• **Brief 1**: Reproduce the passage of the subdivision excerpt that runs from "Windsor Built Homes" to "a major subdivision.", keeping every word and mark unchanged.

• **Excerpt provided**:
_ _ _ _ _ _ _

A developer has slashed a proposal for a proposed subdivision on 16 acres between Fifth and Sixth avenues and east of Westbrook Drive by 29 homes.

 

Windsor Built Homes of Greenville, South Carolina, trimmed the request from 74 to 45 single-family residential units on the site, which is owned by the Ewbank family heirs.

The proposed Ivy Crossing development would front on Fifth Avenue West and with access on Fifth and Westbrook Road.
By reducing the number of dwellings to less than 50, the project is within the permitted density for the R-15 Medium-Density Residential zoning district and does not require City Council approval. The application seeks site plan review by the Planning Board, which is scheduled to take up the proposal on Monday, April 20.

At its February meeting, the Planning Board recommended that the City Council deny the application for 74 dwellings. The applicants withdrew the request and drafted a new proposal, which now is also under the threshold of a major subdivision.

_ _ _ _ _ _ _

• **Brief 2**: Count the lines in the rows below that contain the string "kitchen", matching case exactly, and reply with the number alone.

_ _ _ _ _ _ _

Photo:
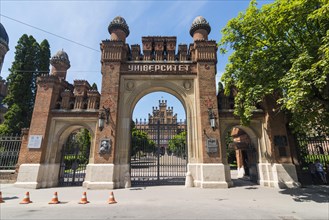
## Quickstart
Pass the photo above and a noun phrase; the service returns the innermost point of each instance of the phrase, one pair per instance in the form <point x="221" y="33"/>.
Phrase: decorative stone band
<point x="159" y="68"/>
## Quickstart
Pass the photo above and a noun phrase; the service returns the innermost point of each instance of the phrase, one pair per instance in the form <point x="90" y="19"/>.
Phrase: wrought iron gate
<point x="74" y="161"/>
<point x="158" y="154"/>
<point x="9" y="151"/>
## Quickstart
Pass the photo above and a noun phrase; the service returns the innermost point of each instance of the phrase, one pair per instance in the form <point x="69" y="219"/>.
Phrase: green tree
<point x="30" y="58"/>
<point x="282" y="50"/>
<point x="177" y="144"/>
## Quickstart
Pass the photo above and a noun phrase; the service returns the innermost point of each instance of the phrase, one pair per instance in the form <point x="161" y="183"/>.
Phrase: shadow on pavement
<point x="10" y="198"/>
<point x="319" y="194"/>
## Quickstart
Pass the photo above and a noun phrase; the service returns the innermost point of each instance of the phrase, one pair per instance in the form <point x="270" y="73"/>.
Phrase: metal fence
<point x="313" y="148"/>
<point x="9" y="151"/>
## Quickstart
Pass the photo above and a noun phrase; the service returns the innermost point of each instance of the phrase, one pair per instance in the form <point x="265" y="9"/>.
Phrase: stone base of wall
<point x="210" y="175"/>
<point x="278" y="175"/>
<point x="37" y="176"/>
<point x="99" y="176"/>
<point x="8" y="176"/>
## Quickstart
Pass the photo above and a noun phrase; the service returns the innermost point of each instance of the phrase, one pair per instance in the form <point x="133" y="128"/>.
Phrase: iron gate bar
<point x="9" y="151"/>
<point x="74" y="160"/>
<point x="159" y="166"/>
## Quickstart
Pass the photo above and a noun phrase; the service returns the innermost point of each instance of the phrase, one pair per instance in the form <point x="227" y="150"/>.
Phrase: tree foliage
<point x="177" y="144"/>
<point x="281" y="49"/>
<point x="31" y="59"/>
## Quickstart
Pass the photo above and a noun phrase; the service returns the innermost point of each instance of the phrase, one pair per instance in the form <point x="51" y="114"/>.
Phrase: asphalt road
<point x="244" y="201"/>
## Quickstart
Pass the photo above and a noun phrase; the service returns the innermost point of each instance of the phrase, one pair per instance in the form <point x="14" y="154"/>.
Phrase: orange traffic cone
<point x="1" y="200"/>
<point x="26" y="199"/>
<point x="111" y="199"/>
<point x="84" y="199"/>
<point x="54" y="200"/>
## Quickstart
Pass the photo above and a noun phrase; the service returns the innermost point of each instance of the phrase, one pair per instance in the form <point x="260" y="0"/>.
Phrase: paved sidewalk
<point x="170" y="202"/>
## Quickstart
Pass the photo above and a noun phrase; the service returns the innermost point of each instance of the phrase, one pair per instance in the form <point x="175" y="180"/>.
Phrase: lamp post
<point x="212" y="120"/>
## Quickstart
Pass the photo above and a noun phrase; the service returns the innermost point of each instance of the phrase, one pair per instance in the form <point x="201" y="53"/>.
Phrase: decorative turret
<point x="200" y="29"/>
<point x="61" y="63"/>
<point x="118" y="29"/>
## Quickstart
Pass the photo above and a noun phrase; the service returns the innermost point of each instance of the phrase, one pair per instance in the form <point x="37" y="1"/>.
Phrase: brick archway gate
<point x="128" y="73"/>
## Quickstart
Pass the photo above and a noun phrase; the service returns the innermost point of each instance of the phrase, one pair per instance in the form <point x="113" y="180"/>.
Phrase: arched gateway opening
<point x="158" y="144"/>
<point x="242" y="144"/>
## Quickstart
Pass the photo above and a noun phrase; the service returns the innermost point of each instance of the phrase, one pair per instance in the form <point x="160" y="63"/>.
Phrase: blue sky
<point x="85" y="23"/>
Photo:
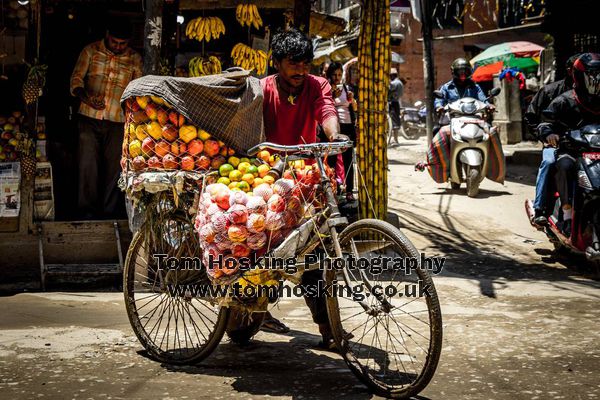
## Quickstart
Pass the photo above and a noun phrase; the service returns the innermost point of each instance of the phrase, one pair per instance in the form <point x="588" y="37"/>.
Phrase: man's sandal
<point x="274" y="325"/>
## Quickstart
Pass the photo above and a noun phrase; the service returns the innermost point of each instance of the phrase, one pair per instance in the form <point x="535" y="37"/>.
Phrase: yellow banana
<point x="214" y="27"/>
<point x="200" y="30"/>
<point x="245" y="15"/>
<point x="207" y="32"/>
<point x="250" y="14"/>
<point x="238" y="13"/>
<point x="257" y="17"/>
<point x="254" y="14"/>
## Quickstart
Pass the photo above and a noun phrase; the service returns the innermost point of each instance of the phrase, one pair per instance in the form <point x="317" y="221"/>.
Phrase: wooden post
<point x="302" y="15"/>
<point x="428" y="68"/>
<point x="153" y="36"/>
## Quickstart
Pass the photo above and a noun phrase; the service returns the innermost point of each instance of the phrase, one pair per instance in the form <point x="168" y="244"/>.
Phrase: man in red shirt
<point x="294" y="103"/>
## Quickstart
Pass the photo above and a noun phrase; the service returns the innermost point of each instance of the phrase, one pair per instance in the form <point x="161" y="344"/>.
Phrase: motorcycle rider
<point x="571" y="110"/>
<point x="534" y="117"/>
<point x="460" y="86"/>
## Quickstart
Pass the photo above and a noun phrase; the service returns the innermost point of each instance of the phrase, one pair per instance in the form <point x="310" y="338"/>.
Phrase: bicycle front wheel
<point x="173" y="324"/>
<point x="389" y="333"/>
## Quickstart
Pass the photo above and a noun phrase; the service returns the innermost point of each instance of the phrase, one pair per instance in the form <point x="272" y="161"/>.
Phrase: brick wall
<point x="445" y="51"/>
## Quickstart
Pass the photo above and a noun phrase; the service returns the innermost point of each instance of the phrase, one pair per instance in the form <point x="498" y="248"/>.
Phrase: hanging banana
<point x="199" y="66"/>
<point x="250" y="59"/>
<point x="247" y="15"/>
<point x="205" y="28"/>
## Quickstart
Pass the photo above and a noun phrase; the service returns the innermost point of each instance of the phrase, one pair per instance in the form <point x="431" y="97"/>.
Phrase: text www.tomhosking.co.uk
<point x="375" y="265"/>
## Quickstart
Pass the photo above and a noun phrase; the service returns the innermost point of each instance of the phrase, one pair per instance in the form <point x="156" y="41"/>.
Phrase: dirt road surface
<point x="519" y="323"/>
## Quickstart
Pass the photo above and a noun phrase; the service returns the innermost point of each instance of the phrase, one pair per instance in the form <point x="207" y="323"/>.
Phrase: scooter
<point x="413" y="120"/>
<point x="584" y="235"/>
<point x="471" y="129"/>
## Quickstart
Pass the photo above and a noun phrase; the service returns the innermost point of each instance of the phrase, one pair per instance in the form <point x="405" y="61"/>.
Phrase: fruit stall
<point x="41" y="236"/>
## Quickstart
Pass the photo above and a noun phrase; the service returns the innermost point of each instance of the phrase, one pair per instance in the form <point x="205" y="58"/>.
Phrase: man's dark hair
<point x="334" y="66"/>
<point x="292" y="44"/>
<point x="119" y="28"/>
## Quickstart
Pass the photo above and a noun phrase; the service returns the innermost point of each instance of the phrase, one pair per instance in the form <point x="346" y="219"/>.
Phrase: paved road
<point x="518" y="323"/>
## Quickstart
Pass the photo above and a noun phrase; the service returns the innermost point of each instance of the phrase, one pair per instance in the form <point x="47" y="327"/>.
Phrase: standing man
<point x="394" y="95"/>
<point x="102" y="72"/>
<point x="294" y="103"/>
<point x="534" y="117"/>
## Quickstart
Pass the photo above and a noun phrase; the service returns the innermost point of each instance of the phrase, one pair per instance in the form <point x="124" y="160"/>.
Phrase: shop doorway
<point x="67" y="27"/>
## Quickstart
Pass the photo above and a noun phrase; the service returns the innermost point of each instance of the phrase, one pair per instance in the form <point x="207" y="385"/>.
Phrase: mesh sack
<point x="272" y="218"/>
<point x="228" y="105"/>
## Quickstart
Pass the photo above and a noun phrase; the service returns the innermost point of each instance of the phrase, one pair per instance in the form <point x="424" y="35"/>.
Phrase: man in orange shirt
<point x="294" y="103"/>
<point x="102" y="72"/>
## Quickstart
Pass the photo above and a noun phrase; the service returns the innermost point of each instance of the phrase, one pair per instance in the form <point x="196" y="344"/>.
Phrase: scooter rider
<point x="534" y="117"/>
<point x="573" y="109"/>
<point x="460" y="86"/>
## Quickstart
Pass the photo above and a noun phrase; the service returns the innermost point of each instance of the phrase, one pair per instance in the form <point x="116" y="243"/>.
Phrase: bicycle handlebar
<point x="312" y="148"/>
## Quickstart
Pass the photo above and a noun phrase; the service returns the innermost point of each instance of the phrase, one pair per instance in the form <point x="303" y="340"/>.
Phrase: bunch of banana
<point x="199" y="66"/>
<point x="248" y="58"/>
<point x="205" y="28"/>
<point x="247" y="14"/>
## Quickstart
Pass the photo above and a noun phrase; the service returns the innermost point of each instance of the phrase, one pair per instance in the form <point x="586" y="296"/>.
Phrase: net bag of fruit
<point x="228" y="105"/>
<point x="243" y="221"/>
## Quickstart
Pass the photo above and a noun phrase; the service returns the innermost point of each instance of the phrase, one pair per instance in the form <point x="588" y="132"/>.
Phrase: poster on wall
<point x="10" y="179"/>
<point x="43" y="195"/>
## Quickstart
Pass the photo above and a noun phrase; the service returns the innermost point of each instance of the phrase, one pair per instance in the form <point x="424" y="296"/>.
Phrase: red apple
<point x="203" y="162"/>
<point x="152" y="111"/>
<point x="169" y="162"/>
<point x="162" y="117"/>
<point x="154" y="162"/>
<point x="178" y="148"/>
<point x="288" y="174"/>
<point x="195" y="147"/>
<point x="222" y="199"/>
<point x="176" y="119"/>
<point x="211" y="148"/>
<point x="162" y="148"/>
<point x="148" y="146"/>
<point x="187" y="163"/>
<point x="217" y="162"/>
<point x="170" y="133"/>
<point x="138" y="163"/>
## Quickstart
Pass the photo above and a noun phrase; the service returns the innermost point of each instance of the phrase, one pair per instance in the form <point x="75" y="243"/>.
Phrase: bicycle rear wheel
<point x="391" y="342"/>
<point x="173" y="324"/>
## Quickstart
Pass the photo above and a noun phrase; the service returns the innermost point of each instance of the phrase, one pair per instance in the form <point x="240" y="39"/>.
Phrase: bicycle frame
<point x="330" y="217"/>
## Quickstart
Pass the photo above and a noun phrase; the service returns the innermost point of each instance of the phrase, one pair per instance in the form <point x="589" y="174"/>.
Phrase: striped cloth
<point x="102" y="73"/>
<point x="438" y="158"/>
<point x="227" y="105"/>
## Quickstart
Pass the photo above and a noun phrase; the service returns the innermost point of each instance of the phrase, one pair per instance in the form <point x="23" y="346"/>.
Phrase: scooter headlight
<point x="468" y="108"/>
<point x="584" y="181"/>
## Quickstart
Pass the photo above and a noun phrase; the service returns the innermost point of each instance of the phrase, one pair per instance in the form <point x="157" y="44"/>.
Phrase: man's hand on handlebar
<point x="552" y="139"/>
<point x="338" y="137"/>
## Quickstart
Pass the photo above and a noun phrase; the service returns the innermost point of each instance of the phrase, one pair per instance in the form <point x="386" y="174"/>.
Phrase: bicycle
<point x="411" y="329"/>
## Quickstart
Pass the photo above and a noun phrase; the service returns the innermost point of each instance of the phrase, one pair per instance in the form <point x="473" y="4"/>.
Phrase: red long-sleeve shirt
<point x="289" y="124"/>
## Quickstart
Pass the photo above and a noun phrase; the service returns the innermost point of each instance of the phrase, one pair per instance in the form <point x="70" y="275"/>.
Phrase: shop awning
<point x="326" y="26"/>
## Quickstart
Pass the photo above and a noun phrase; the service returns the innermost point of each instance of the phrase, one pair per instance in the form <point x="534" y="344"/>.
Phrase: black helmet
<point x="461" y="70"/>
<point x="586" y="75"/>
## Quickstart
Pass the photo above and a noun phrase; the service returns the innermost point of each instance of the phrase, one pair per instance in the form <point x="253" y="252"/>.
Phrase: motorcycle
<point x="471" y="129"/>
<point x="413" y="120"/>
<point x="585" y="226"/>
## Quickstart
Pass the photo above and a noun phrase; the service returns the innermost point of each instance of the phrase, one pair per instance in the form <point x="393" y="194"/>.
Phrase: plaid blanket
<point x="227" y="105"/>
<point x="438" y="159"/>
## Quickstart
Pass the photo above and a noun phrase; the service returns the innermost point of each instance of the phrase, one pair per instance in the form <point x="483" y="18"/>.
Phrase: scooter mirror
<point x="495" y="92"/>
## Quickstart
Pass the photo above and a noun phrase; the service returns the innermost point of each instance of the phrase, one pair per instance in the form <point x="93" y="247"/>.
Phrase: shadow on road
<point x="481" y="254"/>
<point x="291" y="369"/>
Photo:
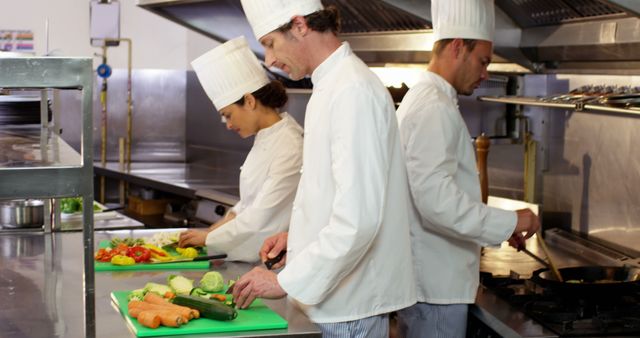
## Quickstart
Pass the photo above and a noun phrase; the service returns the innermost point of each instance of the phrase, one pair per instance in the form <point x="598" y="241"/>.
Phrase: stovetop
<point x="596" y="316"/>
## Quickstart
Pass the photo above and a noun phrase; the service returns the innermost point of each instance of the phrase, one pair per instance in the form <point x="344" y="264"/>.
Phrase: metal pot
<point x="22" y="214"/>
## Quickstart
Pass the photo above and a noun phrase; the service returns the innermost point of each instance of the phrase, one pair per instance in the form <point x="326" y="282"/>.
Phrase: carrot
<point x="135" y="311"/>
<point x="149" y="319"/>
<point x="144" y="306"/>
<point x="221" y="298"/>
<point x="152" y="298"/>
<point x="167" y="317"/>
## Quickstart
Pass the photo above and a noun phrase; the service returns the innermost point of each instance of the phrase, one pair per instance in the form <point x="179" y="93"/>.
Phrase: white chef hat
<point x="266" y="15"/>
<point x="229" y="71"/>
<point x="463" y="19"/>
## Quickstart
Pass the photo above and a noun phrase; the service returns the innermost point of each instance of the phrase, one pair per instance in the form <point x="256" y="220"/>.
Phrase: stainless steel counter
<point x="218" y="183"/>
<point x="41" y="280"/>
<point x="110" y="220"/>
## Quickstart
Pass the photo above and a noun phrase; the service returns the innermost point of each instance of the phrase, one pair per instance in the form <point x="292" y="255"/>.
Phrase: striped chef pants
<point x="370" y="327"/>
<point x="433" y="321"/>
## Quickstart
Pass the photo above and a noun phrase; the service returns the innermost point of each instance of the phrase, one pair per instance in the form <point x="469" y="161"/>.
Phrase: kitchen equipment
<point x="532" y="255"/>
<point x="575" y="316"/>
<point x="196" y="259"/>
<point x="272" y="261"/>
<point x="257" y="317"/>
<point x="552" y="265"/>
<point x="622" y="101"/>
<point x="591" y="281"/>
<point x="22" y="213"/>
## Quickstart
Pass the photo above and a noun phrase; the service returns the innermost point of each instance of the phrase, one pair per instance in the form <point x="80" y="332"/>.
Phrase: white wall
<point x="157" y="42"/>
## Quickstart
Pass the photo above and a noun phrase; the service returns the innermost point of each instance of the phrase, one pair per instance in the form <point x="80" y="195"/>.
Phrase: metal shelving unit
<point x="61" y="172"/>
<point x="576" y="106"/>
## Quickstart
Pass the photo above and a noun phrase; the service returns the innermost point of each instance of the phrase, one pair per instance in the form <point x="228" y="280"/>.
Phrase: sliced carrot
<point x="146" y="306"/>
<point x="149" y="319"/>
<point x="167" y="317"/>
<point x="221" y="298"/>
<point x="152" y="298"/>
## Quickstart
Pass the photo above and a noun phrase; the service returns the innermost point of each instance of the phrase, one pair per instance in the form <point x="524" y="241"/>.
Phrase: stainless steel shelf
<point x="22" y="148"/>
<point x="51" y="168"/>
<point x="579" y="106"/>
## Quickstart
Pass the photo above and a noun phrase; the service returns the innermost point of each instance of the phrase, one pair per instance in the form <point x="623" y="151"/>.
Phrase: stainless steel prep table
<point x="218" y="183"/>
<point x="41" y="278"/>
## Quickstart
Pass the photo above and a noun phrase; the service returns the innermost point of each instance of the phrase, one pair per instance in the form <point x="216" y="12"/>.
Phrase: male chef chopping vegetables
<point x="349" y="230"/>
<point x="454" y="223"/>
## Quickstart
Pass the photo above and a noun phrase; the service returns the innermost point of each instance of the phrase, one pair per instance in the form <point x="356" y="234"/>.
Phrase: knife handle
<point x="272" y="261"/>
<point x="207" y="258"/>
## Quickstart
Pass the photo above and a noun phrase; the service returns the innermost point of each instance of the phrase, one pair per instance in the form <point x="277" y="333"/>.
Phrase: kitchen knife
<point x="272" y="261"/>
<point x="196" y="259"/>
<point x="532" y="255"/>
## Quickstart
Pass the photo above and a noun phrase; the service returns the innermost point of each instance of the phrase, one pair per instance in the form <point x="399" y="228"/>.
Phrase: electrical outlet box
<point x="105" y="22"/>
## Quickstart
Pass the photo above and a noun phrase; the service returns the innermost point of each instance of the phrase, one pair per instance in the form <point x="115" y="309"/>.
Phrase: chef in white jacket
<point x="237" y="84"/>
<point x="348" y="246"/>
<point x="454" y="223"/>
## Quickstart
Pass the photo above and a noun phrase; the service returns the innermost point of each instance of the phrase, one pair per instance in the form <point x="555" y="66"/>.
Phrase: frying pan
<point x="622" y="101"/>
<point x="592" y="281"/>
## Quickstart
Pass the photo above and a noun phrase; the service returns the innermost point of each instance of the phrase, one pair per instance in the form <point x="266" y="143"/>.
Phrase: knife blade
<point x="269" y="263"/>
<point x="196" y="259"/>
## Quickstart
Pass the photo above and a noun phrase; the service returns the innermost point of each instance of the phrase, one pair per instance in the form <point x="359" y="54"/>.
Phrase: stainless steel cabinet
<point x="63" y="172"/>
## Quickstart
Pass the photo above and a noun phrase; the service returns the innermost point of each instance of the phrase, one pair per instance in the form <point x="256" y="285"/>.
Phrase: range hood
<point x="542" y="36"/>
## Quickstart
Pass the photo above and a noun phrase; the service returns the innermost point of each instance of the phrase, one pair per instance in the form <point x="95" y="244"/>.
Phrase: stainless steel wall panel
<point x="159" y="109"/>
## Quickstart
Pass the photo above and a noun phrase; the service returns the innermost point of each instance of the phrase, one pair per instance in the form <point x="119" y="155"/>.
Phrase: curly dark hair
<point x="272" y="95"/>
<point x="440" y="45"/>
<point x="327" y="19"/>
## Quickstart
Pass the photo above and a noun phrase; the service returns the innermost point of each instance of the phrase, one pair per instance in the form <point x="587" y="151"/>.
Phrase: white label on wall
<point x="12" y="40"/>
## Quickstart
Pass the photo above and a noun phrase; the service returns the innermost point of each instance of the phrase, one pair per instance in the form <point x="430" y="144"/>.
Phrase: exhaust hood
<point x="542" y="36"/>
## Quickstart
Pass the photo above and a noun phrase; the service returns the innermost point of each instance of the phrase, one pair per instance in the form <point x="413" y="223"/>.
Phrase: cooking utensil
<point x="591" y="281"/>
<point x="199" y="258"/>
<point x="272" y="261"/>
<point x="532" y="255"/>
<point x="22" y="213"/>
<point x="552" y="265"/>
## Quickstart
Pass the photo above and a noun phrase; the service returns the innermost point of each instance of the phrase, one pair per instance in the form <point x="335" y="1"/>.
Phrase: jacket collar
<point x="443" y="85"/>
<point x="330" y="63"/>
<point x="265" y="133"/>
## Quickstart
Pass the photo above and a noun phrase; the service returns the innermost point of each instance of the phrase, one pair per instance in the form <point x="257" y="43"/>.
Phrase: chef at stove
<point x="453" y="222"/>
<point x="248" y="103"/>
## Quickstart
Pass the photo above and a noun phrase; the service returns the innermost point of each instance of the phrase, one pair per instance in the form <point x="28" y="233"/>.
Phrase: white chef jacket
<point x="268" y="181"/>
<point x="349" y="253"/>
<point x="454" y="223"/>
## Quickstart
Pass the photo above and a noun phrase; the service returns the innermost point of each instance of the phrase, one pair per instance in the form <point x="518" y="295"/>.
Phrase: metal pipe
<point x="124" y="187"/>
<point x="103" y="129"/>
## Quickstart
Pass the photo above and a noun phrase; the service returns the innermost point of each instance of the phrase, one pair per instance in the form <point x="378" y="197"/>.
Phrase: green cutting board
<point x="257" y="317"/>
<point x="102" y="266"/>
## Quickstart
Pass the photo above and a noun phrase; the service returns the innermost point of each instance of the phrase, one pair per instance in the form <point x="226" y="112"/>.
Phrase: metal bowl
<point x="22" y="214"/>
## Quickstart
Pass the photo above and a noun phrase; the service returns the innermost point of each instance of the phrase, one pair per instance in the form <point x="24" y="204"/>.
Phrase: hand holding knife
<point x="269" y="263"/>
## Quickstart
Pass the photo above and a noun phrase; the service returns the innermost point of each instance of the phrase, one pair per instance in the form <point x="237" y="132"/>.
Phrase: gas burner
<point x="570" y="316"/>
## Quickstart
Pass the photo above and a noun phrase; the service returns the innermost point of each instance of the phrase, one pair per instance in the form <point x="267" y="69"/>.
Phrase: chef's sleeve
<point x="360" y="150"/>
<point x="430" y="134"/>
<point x="242" y="237"/>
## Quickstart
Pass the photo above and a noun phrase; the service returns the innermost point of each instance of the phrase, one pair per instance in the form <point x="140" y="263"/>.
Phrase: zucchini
<point x="208" y="308"/>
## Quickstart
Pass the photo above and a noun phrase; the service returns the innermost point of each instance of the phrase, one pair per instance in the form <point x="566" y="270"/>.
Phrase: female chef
<point x="248" y="102"/>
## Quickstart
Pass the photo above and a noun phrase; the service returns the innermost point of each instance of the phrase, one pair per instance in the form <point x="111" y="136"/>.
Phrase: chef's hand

_ _ _ _ _ _ _

• **Exercise response 1**:
Windsor Built Homes of Greenville, South Carolina, trimmed the request from 74 to 45 single-family residential units on the site, which is owned by the Ewbank family heirs.

The proposed Ivy Crossing development would front on Fifth Avenue West and with access on Fifth and Westbrook Road.
By reducing the number of dwellings to less than 50, the project is within the permitted density for the R-15 Medium-Density Residential zoning district and does not require City Council approval. The application seeks site plan review by the Planning Board, which is scheduled to take up the proposal on Monday, April 20.

At its February meeting, the Planning Board recommended that the City Council deny the application for 74 dwellings. The applicants withdrew the request and drafted a new proposal, which now is also under the threshold of a major subdivision.

• **Exercise response 2**: 2